» **課題文 A**:
バーボンバーの訪問記に出てくる酒の種類と銘柄の名前を、すべて挙げなさい。
» **課題文 B**:
バーボンバーの訪問記のうち、「今から10年以上前に、町田のある店で出会って、すっかり虜になったバーボン。」で始まり「ここは、必ずダブルで注文になるみたいです。」で終わる部分を、一字一句変えずに出力しなさい。
» **課題文 C**:
バーボンバーの訪問記を、最後の文の後から書き継ぎなさい。

» **抜粋**:
--*--
005「十年」 ☆☆☆☆ 北新地グルメマップ作成の旅

珍しいバーボン専門のバー。本当にバーボンしか置いていない。

001穂の河に昔の会社の上司に連れて行ってもらった後に、バーボン好きな私のために探してくれていた店。

何でも、まだバーボンが日本ではスコッチより下、くさいだけのお酒とかいうレベルで扱われていた頃から、何とか根付かせようと、それこそアメリカ大使館などとも掛け合いながら、頑張ってきたかなり御年配の方がマスターだ。

そして、そのお弟子さんなのか、ちょっといつも焦っているようなユニークなキャラクターのバーテンダーさんがいらっしゃる。

本通りの四ツ橋筋に近いあたりにあります。梅ばちビル1Fですが、ちょっと分かりにくいと思います。

現時点で4回目。初回は元上司と一緒。

カウンターに座ってまず目についたのが、MARTIN MILLS 24年。
今から10年以上前に、町田のある店で出会って、すっかり虜になったバーボン。
芳醇でかなり濃い味わいです。
シングルバレルで長期熟成品。輸入数も少なく、直にもう手に入らなくなりますと言われていました。
それでも当時はネットでちょっとお高い額で購入できたので、2本ほど手に入れた覚えがあります。
それも飲み終わり、もう出会えないと思っていたお酒があったので、迷わず注文。

ここは、必ずダブルで注文になるみたいです。
ダブル分が入る取っ手の付いた小さな専用の容器と空のショットグラスが用意されます。
チェイサーがミルクというのも、よく聞きはするが珍しい。

あとは、大好きなBLANTONを少々。色々種類があるのは知っていましたが、全て揃っているみたいで、並べて見せていただきました。

この時のお代は、おごってもらっているので分かりません。ちらっと見たら、2万円弱だったような。

2回目は一人。

しばらく時間が空いたので、すっかり忘れられていました。
MARTIN MILLSを頼むと、少し思い出してくれたようです。このお酒を知っているのは珍しいとバーテンダーさんも饒舌です。
この店の歴史を知ってもらいたいとなぜか英字新聞の切り抜きを渡されます。
--*--
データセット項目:
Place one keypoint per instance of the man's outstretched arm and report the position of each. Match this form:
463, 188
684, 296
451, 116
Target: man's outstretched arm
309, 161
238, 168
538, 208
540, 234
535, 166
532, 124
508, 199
--*--
» **出力 A**:
バーボン、スコッチ、MARTIN MILLS 24年、BLANTON

» **出力 B**:
今から10年以上前に、町田のある店で出会って、すっかり虜になったバーボン。
芳醇でかなり濃い味わいです。
シングルバレルで長期熟成品。輸入数も少なく、直にもう手に入らなくなりますと言われていました。
それでも当時はネットでちょっとお高い額で購入できたので、2本ほど手に入れた覚えがあります。
それも飲み終わり、もう出会えないと思っていたお酒があったので、迷わず注文。

ここは、必ずダブルで注文になるみたいです。

» **出力 C**:
御年配のマスターの苦労話が載っている記事のようです。ただでさえ、英語できないのに、少し酔い気味ではまるで頭に入ってきません。どうですかと聞かれると困るので、回らない頭を頑張らせて、何とか内容を把握して、準備を整えます。しばらくすると、その記事の日本語訳をしたプリントを渡されました。
まあ、だいたい把握した内容は間違ってなかったみたいです。
何か、試験みたいなものなのでしょうか。

バーテンダーさんは他のお客さんの氷を作っているようです。カウンターに氷が2回ほど転がってきました。
そのたびに失礼しましたと言いながら焦っている。文章では表現しにくい。何か、ものすごく変わった独特の方です。

この日は終電の都合で1杯だけ。
他に飲む酒を聞かれたので、最近はまっているREBECCAを伝えます。
やはり、これもいい酒らしい。
新品ボトルが置いてあります。このお酒は開けてからしばらくするとおいしくなるそうです。逆に開けてすぐは全くダメとのこと。
今度来られる時のために、今開けておきましょうと言われ、ボトルを開けます。
そして、少しグラスについでくれました。開けてすぐはおいしくないって言ってたのに・・・。

なぜか客が私一人になっていたので、帰り際に、バーテンダーさんが扉のところまでお見送りしてくれます。
そして、右拳を握りしめて、胸のところに置き、おじぎ。
何か意味のある挨拶の仕方なのでしょうか。例えばバーボンのふるさと、ケンターッキースタイルとか。
その姿が面白くて、今でも自分の中でははやっている挨拶です。

お代は6000円ちょっと。つまり、MARTIN MILLSはダブルでそれぐらいということです。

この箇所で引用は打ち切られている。